==== DATA PROVIDED
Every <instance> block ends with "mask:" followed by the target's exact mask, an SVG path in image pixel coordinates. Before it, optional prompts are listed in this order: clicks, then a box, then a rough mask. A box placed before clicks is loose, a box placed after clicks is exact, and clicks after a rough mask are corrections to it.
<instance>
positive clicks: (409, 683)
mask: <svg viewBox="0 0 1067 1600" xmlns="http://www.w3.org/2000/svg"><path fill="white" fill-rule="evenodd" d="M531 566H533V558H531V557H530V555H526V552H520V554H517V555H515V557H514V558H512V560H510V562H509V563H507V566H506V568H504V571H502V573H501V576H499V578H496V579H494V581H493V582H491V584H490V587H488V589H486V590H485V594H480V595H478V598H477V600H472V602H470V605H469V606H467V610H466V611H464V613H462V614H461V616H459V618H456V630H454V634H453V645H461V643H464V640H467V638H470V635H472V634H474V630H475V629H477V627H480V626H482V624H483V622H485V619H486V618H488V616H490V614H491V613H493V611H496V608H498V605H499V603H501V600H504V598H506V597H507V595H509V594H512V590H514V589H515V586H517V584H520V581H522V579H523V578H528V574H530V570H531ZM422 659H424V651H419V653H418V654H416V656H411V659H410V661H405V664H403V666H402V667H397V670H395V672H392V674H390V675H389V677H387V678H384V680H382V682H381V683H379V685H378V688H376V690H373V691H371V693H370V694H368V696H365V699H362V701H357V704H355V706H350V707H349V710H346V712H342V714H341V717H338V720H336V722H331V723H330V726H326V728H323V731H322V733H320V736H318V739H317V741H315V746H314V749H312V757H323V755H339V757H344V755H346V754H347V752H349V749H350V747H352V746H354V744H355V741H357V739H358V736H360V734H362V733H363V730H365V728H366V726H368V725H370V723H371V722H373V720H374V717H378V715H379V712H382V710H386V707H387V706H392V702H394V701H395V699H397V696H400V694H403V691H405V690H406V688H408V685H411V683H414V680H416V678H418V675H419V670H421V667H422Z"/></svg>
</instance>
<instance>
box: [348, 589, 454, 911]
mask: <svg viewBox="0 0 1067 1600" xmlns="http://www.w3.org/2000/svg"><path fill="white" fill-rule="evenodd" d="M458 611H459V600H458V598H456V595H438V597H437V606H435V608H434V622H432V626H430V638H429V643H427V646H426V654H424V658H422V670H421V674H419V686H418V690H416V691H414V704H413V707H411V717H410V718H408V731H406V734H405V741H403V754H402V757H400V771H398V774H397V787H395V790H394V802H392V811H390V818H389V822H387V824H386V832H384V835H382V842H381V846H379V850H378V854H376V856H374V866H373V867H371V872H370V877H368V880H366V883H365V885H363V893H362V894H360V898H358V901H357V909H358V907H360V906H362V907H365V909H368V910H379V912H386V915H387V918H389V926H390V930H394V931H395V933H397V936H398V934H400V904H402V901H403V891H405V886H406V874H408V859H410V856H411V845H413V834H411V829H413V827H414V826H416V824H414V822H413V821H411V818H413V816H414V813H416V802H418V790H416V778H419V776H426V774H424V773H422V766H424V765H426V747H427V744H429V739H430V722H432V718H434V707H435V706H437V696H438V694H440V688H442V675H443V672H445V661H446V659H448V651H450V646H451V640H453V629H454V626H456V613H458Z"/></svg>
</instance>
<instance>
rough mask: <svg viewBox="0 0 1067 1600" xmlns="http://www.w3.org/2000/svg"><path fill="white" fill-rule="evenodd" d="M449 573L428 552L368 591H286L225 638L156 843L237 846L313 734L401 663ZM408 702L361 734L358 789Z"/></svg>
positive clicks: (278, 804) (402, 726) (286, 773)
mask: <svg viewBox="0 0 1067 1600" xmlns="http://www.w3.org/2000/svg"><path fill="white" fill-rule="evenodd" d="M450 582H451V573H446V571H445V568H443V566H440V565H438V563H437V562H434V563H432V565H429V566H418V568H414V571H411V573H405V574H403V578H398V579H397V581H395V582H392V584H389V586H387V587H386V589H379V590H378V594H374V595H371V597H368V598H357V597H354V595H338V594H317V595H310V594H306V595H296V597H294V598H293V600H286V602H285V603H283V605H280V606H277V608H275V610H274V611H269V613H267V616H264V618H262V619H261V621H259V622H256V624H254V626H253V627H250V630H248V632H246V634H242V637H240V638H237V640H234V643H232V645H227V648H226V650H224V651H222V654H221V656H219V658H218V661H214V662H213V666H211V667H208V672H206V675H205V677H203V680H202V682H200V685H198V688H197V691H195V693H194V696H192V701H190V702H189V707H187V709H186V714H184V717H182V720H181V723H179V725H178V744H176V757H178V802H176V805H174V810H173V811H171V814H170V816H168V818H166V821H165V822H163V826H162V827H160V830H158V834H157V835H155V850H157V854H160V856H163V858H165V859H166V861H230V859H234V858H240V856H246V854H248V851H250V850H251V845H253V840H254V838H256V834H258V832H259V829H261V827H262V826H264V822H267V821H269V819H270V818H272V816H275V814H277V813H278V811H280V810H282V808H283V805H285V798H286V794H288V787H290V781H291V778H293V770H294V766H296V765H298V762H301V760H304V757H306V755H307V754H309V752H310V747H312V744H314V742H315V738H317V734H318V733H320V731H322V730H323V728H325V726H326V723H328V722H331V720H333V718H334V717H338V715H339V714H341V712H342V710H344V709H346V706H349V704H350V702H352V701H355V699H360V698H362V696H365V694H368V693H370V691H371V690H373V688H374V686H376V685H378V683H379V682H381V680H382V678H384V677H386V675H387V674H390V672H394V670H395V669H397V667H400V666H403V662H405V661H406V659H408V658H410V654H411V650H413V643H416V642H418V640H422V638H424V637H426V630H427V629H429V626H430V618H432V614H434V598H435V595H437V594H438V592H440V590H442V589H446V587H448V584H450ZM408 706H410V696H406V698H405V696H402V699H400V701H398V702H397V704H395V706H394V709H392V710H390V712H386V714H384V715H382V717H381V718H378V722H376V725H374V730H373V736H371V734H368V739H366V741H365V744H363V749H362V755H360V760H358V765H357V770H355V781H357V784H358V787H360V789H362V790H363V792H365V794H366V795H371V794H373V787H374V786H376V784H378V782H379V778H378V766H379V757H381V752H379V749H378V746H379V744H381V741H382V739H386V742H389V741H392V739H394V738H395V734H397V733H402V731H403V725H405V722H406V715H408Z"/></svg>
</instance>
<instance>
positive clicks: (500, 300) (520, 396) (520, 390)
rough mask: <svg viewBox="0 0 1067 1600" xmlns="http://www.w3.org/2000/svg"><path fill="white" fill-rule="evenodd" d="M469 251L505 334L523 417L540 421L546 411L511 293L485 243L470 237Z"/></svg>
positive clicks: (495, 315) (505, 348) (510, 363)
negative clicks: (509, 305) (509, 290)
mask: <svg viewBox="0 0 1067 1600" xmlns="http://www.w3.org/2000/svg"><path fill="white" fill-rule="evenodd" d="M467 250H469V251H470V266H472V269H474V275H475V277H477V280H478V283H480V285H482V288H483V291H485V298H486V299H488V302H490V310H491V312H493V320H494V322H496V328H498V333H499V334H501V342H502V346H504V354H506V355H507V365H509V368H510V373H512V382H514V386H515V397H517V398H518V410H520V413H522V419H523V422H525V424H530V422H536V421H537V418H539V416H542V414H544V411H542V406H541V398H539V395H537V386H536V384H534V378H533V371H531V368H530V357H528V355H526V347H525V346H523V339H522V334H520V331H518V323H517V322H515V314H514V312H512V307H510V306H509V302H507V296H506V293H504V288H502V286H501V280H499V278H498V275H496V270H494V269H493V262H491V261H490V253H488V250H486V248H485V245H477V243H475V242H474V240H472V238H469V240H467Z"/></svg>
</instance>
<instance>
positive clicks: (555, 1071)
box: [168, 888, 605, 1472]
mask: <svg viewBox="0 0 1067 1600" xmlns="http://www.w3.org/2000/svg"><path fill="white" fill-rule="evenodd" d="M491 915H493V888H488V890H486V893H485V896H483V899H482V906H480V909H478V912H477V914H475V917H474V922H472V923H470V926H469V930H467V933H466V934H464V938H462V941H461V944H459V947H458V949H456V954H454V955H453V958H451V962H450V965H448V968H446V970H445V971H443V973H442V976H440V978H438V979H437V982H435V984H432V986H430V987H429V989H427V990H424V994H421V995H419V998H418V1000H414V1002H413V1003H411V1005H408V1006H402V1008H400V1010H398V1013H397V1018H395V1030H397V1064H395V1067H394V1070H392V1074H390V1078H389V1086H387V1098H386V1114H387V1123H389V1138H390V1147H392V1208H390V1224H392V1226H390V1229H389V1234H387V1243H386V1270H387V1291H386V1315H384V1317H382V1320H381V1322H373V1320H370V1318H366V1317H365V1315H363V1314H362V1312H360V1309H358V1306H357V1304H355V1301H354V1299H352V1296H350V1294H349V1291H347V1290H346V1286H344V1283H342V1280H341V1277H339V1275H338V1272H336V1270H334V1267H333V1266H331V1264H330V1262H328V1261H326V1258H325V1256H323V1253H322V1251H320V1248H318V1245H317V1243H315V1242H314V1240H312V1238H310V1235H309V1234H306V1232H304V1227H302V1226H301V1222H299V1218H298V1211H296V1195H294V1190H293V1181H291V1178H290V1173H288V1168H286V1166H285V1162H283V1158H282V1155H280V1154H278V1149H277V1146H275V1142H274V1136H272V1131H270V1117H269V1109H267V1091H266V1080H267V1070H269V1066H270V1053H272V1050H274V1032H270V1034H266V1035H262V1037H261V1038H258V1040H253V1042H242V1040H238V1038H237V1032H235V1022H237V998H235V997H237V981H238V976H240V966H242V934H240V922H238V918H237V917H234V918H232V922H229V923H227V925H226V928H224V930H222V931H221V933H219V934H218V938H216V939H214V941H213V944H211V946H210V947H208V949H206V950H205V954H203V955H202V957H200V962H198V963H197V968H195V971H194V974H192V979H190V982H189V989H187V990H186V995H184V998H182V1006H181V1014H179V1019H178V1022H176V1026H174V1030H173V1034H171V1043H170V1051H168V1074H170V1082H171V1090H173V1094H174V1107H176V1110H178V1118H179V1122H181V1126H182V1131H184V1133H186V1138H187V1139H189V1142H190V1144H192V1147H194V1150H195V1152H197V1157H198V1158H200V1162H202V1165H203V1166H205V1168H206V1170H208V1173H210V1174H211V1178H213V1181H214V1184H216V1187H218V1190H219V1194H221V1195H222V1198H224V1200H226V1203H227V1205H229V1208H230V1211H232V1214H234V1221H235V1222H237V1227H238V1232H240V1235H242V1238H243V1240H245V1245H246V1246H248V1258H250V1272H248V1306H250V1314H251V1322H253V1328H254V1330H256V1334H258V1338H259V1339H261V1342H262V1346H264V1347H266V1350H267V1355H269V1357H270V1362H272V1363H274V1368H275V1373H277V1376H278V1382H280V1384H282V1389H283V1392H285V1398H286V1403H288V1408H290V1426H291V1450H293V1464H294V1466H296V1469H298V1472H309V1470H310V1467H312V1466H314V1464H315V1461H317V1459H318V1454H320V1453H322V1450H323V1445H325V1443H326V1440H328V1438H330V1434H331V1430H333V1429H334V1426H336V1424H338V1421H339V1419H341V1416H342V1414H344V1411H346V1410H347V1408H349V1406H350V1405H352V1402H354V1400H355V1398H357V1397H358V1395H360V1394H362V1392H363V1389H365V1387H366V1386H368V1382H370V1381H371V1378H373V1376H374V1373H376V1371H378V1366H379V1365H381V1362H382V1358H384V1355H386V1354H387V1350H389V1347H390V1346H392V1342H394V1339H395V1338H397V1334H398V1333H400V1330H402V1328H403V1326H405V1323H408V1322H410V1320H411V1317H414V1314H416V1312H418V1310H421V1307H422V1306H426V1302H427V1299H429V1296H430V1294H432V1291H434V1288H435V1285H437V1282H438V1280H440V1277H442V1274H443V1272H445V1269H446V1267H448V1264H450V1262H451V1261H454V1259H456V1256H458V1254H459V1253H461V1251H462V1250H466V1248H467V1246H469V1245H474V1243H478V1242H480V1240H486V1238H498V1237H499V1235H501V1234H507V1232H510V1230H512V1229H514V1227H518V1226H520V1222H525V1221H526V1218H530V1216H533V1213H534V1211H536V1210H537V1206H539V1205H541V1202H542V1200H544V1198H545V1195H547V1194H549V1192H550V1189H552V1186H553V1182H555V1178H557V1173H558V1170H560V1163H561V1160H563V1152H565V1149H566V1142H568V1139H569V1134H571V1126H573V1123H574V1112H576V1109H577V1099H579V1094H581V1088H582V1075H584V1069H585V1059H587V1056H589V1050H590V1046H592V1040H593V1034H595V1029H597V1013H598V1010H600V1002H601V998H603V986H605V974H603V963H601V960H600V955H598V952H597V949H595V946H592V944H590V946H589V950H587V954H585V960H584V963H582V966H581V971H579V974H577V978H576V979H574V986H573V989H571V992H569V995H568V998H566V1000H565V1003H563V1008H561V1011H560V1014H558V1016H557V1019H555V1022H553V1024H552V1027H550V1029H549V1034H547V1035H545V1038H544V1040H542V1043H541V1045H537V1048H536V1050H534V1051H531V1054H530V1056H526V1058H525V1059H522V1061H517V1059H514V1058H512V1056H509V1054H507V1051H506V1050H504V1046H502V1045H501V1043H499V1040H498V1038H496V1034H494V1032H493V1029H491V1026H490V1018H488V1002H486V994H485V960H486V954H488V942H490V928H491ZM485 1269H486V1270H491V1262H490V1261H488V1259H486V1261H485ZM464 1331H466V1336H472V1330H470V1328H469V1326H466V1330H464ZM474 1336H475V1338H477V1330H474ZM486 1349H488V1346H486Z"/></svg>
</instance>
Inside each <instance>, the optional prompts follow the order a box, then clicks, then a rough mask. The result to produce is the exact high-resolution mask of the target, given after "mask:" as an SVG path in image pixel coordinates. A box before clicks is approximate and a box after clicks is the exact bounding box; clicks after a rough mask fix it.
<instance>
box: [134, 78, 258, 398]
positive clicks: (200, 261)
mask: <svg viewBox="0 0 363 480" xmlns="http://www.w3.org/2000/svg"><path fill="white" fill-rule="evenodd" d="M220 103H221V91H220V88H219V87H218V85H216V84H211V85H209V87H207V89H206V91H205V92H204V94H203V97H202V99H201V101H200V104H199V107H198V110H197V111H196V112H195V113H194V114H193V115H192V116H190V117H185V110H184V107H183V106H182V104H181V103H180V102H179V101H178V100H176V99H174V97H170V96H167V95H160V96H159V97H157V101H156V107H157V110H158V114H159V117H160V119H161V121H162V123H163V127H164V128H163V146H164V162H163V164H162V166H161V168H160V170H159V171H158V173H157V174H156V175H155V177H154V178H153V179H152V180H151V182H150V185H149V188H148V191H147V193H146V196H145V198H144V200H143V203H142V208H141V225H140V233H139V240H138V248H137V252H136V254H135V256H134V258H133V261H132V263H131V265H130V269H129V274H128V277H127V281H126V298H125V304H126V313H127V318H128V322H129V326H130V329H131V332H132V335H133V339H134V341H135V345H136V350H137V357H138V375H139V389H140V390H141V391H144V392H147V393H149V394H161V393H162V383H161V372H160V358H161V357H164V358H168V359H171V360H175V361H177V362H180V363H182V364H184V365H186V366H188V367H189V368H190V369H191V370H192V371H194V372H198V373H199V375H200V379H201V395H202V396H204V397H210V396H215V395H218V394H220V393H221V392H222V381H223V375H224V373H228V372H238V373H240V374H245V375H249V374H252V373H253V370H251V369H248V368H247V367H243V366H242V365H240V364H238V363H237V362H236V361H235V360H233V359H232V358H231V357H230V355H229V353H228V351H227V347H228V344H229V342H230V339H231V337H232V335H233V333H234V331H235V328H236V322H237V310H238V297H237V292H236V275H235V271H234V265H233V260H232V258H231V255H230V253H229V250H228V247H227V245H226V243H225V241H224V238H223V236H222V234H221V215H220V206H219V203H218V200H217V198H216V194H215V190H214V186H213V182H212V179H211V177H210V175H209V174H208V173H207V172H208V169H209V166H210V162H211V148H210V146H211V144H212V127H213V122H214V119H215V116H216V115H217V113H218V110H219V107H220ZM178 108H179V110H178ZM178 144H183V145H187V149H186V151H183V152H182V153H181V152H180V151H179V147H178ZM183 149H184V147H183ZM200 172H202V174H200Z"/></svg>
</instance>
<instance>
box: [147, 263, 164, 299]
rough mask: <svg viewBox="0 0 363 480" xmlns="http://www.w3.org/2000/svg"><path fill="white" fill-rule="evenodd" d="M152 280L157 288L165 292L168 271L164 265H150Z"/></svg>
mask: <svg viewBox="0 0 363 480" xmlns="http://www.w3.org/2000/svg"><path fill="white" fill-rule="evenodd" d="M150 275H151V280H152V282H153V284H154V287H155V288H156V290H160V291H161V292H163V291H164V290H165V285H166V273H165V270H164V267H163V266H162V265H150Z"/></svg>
========
REQUIREMENT
Pull out every line from the items above that contains the word "after".

WRITTEN SOLUTION
Every <instance> block ends with "mask:" followed by the target's exact mask, an SVG path in image pixel coordinates. Before it, optional prompts are listed in this order: clicks, then a box, then a rough mask. A box placed before clicks is loose, a box placed after clicks is exact, and clicks after a rough mask are corrections to it.
Inside each <instance>, the optional prompts follow the order a box, then clicks, then a rough mask. The result to produce is the exact high-resolution mask of the target, given after "mask:" as an SVG path in image pixel coordinates. A box before clicks is approximate and a box after clicks is the exact bounding box; clicks after a rough mask fix it.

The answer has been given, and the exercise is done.